### What you will do
State how many lines in the records below contain the string "stem", treating uppercase and lowercase letters as distinct, and give only the number.

### Provided data
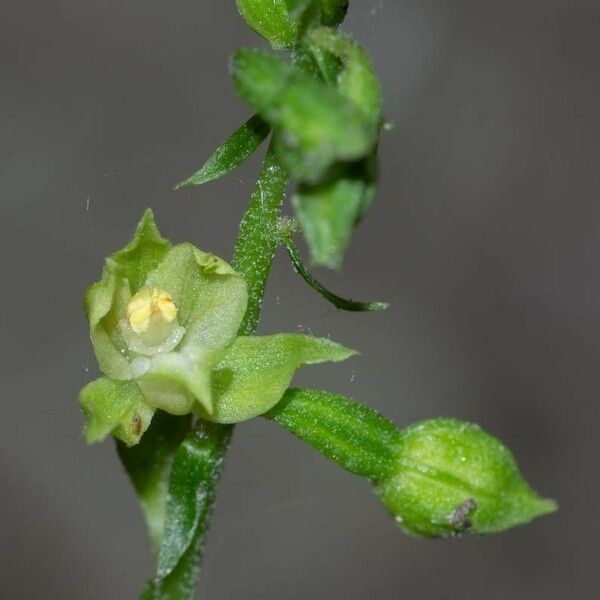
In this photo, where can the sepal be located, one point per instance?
(256, 371)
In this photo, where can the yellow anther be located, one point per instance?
(150, 307)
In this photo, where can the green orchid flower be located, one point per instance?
(164, 323)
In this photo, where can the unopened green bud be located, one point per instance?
(452, 477)
(271, 19)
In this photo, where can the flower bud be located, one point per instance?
(451, 477)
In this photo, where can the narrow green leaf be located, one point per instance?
(195, 472)
(337, 301)
(148, 465)
(314, 124)
(356, 78)
(114, 407)
(257, 370)
(329, 211)
(233, 152)
(354, 436)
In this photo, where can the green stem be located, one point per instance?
(254, 254)
(257, 240)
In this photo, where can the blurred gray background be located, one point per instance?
(485, 238)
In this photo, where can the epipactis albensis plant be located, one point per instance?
(172, 326)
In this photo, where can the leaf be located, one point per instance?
(195, 472)
(451, 477)
(175, 381)
(256, 371)
(314, 124)
(354, 436)
(334, 11)
(329, 211)
(337, 301)
(356, 79)
(271, 20)
(116, 407)
(148, 465)
(232, 153)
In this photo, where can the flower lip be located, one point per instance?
(151, 325)
(150, 306)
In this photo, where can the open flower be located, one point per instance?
(163, 323)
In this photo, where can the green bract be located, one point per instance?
(451, 477)
(164, 321)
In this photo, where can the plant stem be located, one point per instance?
(254, 254)
(257, 240)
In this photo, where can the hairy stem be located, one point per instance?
(257, 240)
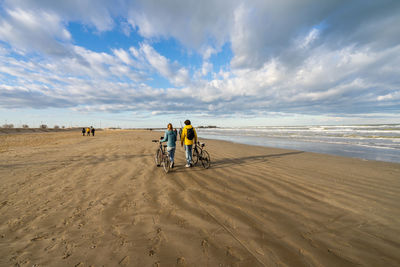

### Response below
3